TASK BRIEF » A single number is required: the count of lines in the records below that contain the word "target".

• • • • • • •

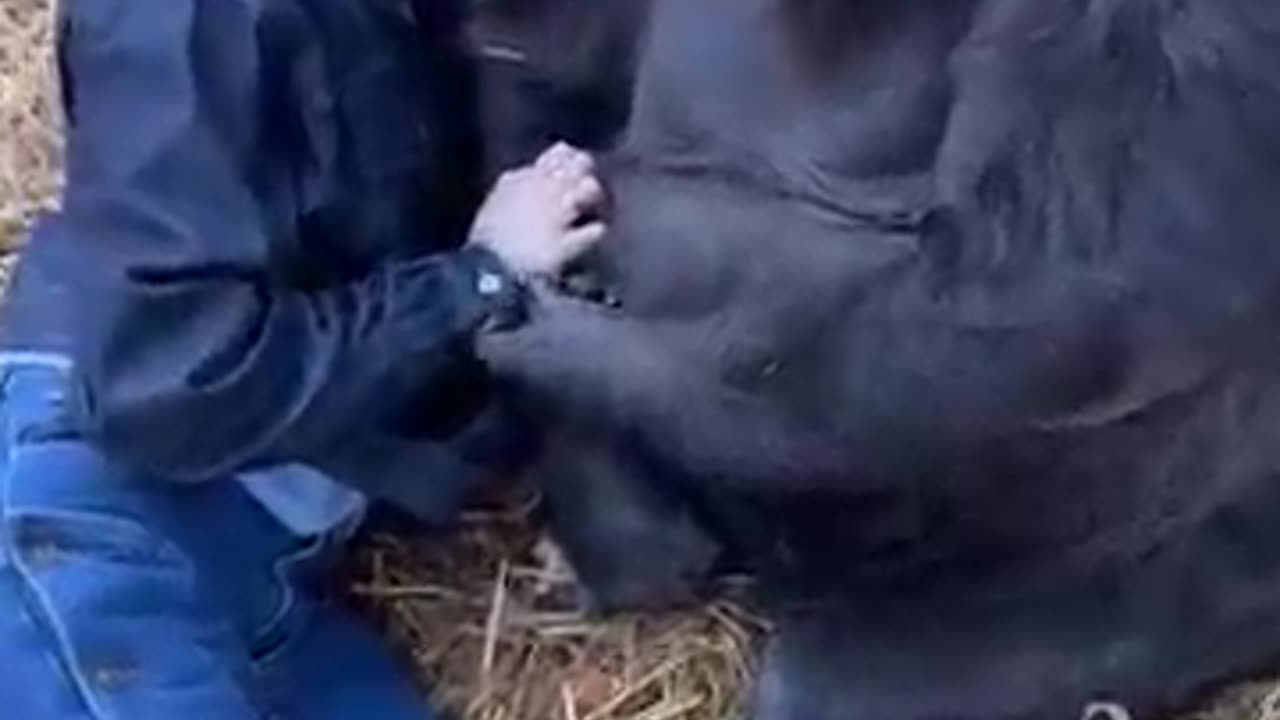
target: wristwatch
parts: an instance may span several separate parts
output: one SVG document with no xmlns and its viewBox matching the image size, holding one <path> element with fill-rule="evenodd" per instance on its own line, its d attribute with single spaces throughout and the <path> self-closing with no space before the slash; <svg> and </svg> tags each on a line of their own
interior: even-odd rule
<svg viewBox="0 0 1280 720">
<path fill-rule="evenodd" d="M 523 325 L 528 319 L 525 282 L 487 248 L 472 246 L 462 252 L 474 258 L 473 289 L 487 308 L 480 332 L 504 332 Z"/>
</svg>

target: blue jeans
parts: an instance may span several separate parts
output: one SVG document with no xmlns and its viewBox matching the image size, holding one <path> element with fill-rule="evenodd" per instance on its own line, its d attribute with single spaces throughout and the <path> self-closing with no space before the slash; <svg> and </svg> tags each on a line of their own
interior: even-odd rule
<svg viewBox="0 0 1280 720">
<path fill-rule="evenodd" d="M 0 716 L 433 717 L 319 590 L 354 521 L 299 535 L 234 478 L 124 468 L 67 429 L 66 389 L 57 358 L 0 360 Z"/>
</svg>

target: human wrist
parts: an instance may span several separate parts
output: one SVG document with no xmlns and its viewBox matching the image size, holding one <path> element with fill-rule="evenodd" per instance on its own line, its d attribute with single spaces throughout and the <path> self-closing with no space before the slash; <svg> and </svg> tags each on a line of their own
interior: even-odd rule
<svg viewBox="0 0 1280 720">
<path fill-rule="evenodd" d="M 482 331 L 501 331 L 525 319 L 526 288 L 519 274 L 483 242 L 472 241 L 458 251 L 471 288 L 487 307 Z"/>
</svg>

• • • • • • •

WRITTEN REPLY » 3